Texto proporcionado:
══════

El bullicio que asociamos a la vida urbana está muy relacionada
con el comercio. En las ciudades del Tercer Mundo con el comercio callejero de
objetos baladíes y en las del mundo desarrollado con el comercio organizado en
tiendas y almacenes luminosos y atractivos.
Si eso es realmente así, sospecho que la del futuro será una
ciudad casi vacía, ocupada solamente por los trabajadores en tránsito y los
niños que van camino de los colegios y de los parques. El resto serán furgonetas
de empresas de mensajería repartiendo paquetes.
El comercio electrónico crece sin parar. Cada vez quedan
menos personas reticentes a mandar al
más allá los datos de su cuenta corriente,
de manera que crece el número de quienes se abren a una experiencia nueva. El
placer de darse un paseo para ver un puñado de escaparates se sustituye por el
de visitar tiendas virtuales, casi infinitas. Aquí los objetos no se pueden tocar pero aparecen mucho
más deseables. Vestidos o relojes se presentan de forma lujuriosa, sin los
ruidos con que la realidad los contamina, y el efecto visual de la cartelería o
el escaparatismo es sustituido con ventaja por las cuidadas presentaciones que
consigue la electrónica.
El otro placer de la compra, el de hacerse con el objeto más
barato de la ciudad, es sustituido por el mucho mayor de comprar el objeto más
barato del mundo. No de la ciudad ni del país, sino del orbe. Cada cuarto de
hora recibo un aviso en el móvil de que un nuevo miembro se ha añadido a un
foro donde se discute el hallazgo de un tienda que vende productos electrónicos
a un precio al que posiblemente los minoristas españoles no puedan comprar las tabletas que venden en sus tiendas.
El privilegio, en fin, del arrepentimiento, que han
conseguido los consumidores cuando han alcanzado el estatus de grupo y, por lo
tanto, la capacidad de presión, está garantizado por ley en el comercio
electrónico y los grandes distribuidores hacen sentirse reyes a los compradores
cuando ponen en la puerta de su casa a un transportista que se lleva gratis
aquello que adquirieron la semana pasada y ahora no les gusta.

══════

Tarea planteada: Según el texto sobre el comercio electrónico, ¿qué vehículos ocuparán el resto de la ciudad del futuro, además de los trabajadores en tránsito y los niños?

══════

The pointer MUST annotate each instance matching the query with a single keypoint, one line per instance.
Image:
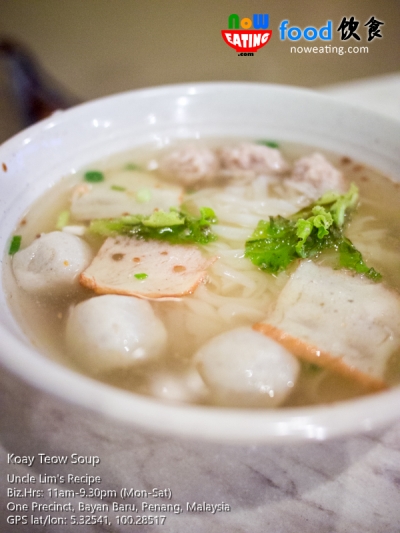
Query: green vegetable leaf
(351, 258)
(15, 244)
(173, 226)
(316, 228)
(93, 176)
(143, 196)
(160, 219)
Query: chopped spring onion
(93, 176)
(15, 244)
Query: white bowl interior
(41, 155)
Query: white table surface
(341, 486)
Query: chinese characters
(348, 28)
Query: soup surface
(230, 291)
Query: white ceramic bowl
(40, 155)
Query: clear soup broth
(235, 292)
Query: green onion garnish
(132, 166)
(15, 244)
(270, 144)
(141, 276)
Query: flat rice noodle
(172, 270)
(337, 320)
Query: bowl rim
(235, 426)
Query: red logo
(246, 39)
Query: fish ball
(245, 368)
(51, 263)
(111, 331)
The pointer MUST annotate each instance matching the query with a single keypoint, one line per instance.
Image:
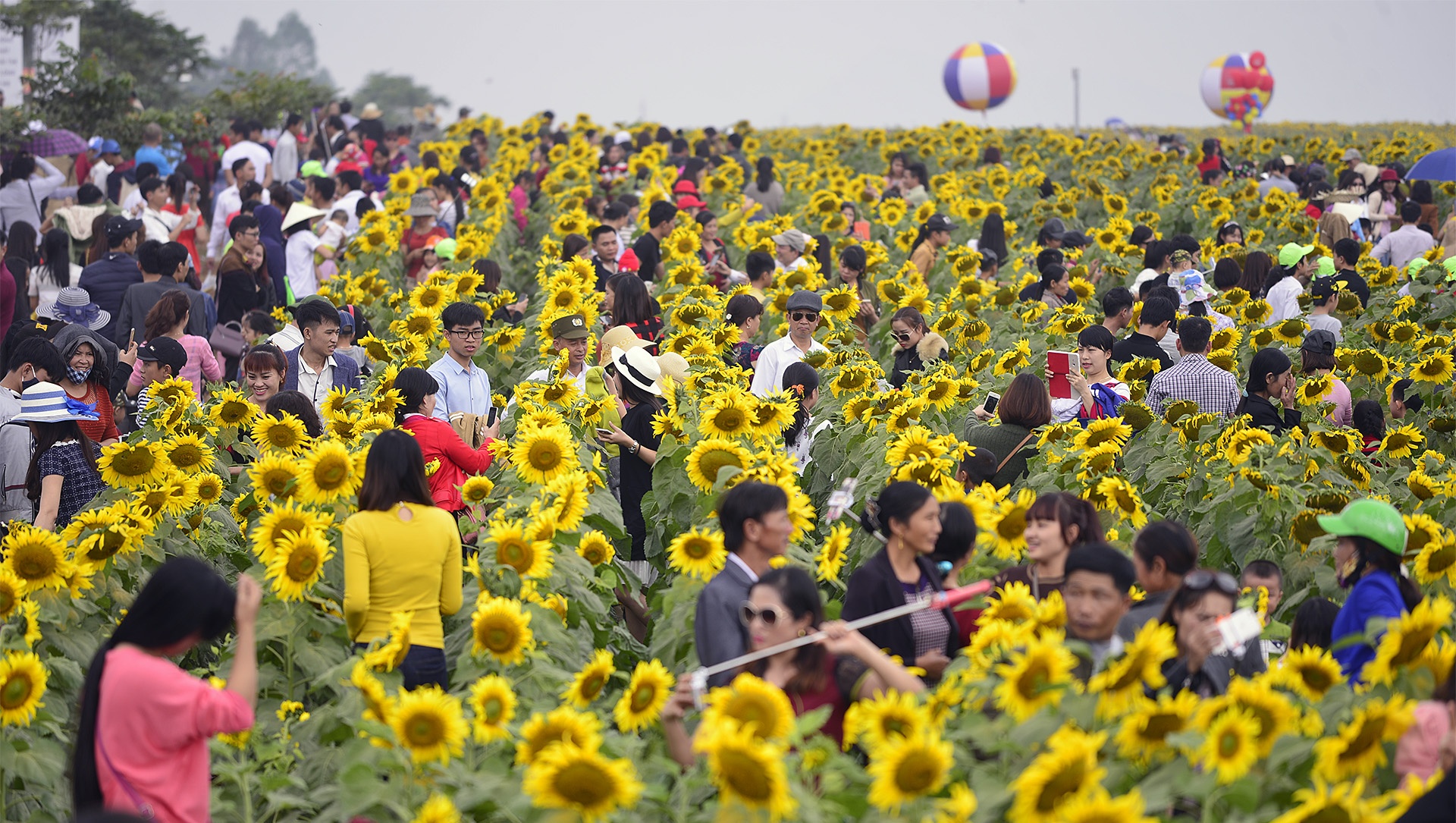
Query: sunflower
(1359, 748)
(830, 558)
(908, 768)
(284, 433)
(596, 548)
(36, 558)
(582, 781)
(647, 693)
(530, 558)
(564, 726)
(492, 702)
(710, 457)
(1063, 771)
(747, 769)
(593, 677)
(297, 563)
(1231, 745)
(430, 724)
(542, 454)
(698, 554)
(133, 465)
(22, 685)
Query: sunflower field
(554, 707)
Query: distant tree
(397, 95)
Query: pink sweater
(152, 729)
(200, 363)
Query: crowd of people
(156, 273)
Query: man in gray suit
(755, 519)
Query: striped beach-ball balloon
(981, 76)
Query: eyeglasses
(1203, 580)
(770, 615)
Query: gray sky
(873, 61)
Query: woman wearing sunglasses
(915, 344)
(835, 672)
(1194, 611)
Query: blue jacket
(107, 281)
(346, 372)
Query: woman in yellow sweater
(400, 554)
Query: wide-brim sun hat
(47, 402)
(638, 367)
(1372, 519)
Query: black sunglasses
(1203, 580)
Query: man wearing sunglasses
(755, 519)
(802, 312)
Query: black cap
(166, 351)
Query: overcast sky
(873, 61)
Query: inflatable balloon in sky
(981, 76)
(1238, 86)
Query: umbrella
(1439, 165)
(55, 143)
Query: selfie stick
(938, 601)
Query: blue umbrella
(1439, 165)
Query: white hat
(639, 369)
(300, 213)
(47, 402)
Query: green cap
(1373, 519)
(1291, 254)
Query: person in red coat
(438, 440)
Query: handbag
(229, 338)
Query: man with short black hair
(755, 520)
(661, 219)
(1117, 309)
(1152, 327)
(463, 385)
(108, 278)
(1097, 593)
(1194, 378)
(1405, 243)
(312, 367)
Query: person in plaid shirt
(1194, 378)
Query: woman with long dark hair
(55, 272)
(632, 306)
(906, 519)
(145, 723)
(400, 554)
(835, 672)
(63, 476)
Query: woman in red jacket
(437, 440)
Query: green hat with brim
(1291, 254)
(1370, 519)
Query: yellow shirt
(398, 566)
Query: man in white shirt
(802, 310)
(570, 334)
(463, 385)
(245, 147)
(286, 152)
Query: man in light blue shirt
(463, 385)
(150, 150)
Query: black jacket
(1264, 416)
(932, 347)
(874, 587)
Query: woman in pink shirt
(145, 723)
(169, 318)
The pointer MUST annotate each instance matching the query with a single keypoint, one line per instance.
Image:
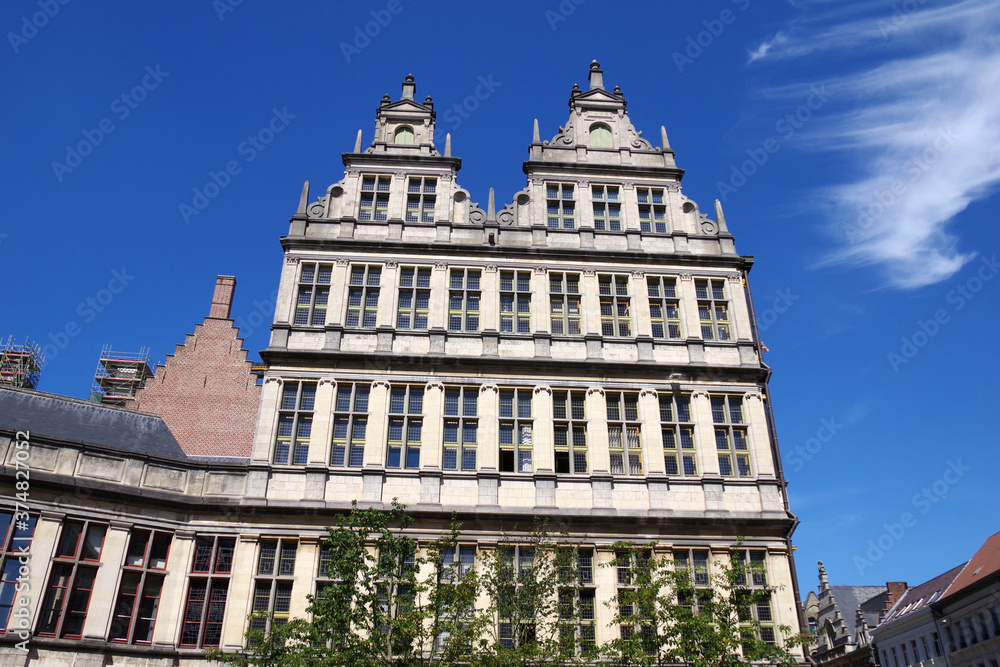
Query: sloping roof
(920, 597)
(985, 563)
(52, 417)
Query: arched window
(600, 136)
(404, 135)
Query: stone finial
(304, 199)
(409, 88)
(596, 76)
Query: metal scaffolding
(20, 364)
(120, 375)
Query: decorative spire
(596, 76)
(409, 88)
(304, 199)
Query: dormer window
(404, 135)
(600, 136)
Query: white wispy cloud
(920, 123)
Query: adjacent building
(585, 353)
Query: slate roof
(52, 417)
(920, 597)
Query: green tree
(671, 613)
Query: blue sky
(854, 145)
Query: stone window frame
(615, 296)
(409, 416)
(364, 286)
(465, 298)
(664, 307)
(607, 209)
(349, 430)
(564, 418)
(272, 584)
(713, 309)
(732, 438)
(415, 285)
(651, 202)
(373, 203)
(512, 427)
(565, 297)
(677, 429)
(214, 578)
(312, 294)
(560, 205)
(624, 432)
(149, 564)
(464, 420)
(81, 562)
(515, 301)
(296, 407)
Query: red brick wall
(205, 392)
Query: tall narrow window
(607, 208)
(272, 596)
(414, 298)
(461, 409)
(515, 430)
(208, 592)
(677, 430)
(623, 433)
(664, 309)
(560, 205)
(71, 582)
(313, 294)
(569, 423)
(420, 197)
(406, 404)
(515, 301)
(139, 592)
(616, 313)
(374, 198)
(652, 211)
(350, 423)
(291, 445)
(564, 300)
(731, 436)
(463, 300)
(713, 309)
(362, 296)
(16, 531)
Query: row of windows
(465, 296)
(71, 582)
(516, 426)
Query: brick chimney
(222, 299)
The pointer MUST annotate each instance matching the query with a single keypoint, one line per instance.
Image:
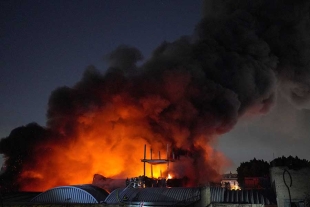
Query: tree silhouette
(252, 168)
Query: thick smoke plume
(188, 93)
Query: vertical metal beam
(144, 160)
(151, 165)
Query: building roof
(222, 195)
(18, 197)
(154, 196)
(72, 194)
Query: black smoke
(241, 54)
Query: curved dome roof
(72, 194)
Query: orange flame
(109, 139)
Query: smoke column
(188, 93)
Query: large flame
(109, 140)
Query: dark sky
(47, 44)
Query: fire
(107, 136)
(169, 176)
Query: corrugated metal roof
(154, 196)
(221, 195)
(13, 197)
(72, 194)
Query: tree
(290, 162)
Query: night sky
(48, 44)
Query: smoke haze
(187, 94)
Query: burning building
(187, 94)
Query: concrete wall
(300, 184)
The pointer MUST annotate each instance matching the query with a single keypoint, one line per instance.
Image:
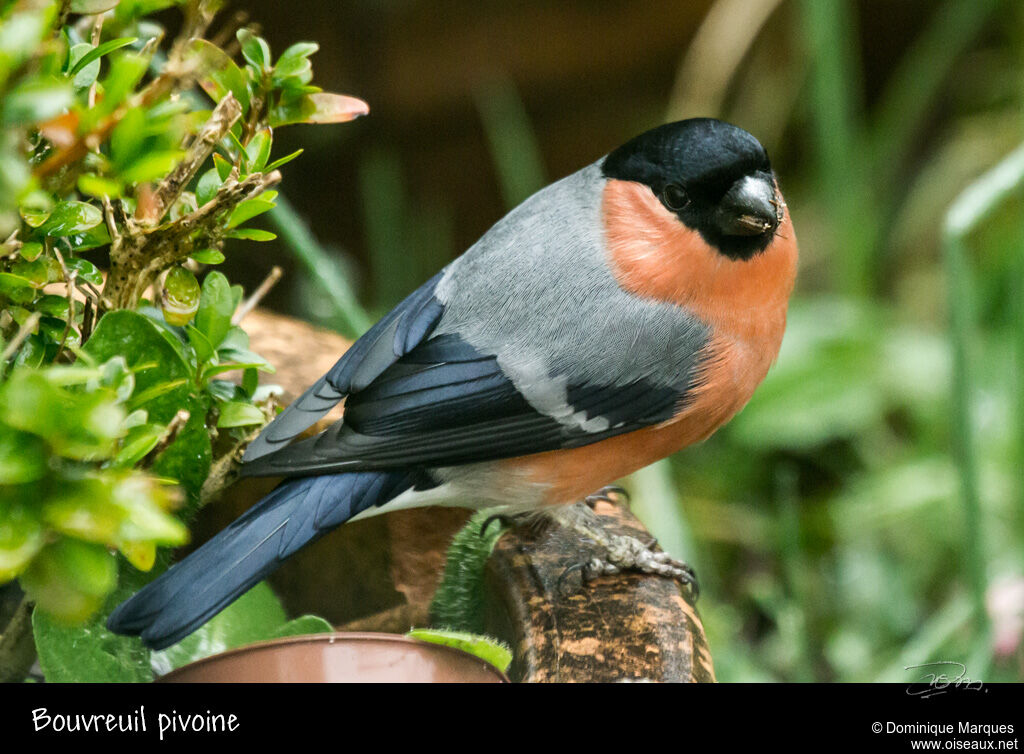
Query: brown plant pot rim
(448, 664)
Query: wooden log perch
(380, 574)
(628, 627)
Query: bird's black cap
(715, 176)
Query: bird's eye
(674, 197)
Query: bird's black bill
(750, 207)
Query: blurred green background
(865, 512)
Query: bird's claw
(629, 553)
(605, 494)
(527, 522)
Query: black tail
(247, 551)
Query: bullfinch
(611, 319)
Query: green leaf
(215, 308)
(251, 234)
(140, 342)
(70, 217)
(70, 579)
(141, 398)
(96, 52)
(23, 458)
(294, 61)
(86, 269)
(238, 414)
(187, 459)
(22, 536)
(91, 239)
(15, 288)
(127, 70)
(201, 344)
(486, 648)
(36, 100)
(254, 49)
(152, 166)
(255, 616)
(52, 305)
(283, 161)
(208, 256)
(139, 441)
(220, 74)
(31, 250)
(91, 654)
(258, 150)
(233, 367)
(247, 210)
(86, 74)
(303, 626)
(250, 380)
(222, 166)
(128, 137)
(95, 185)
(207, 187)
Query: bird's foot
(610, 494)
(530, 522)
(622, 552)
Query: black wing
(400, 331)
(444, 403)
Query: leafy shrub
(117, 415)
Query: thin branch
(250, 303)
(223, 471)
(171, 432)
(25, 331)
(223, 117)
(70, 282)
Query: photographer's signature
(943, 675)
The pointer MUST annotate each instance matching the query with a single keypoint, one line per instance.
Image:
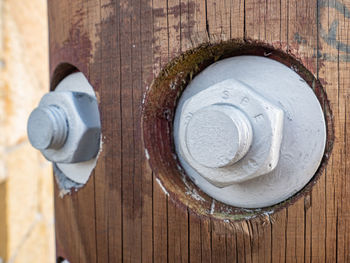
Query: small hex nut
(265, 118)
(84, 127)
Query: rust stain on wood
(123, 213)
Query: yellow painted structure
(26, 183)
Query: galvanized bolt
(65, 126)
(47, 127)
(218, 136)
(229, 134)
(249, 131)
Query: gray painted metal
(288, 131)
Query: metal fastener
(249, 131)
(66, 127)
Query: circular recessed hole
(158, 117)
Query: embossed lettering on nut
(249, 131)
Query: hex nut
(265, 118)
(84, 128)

══════

Respuesta: Furgonetas de empresas de mensajería repartiendo paquetes.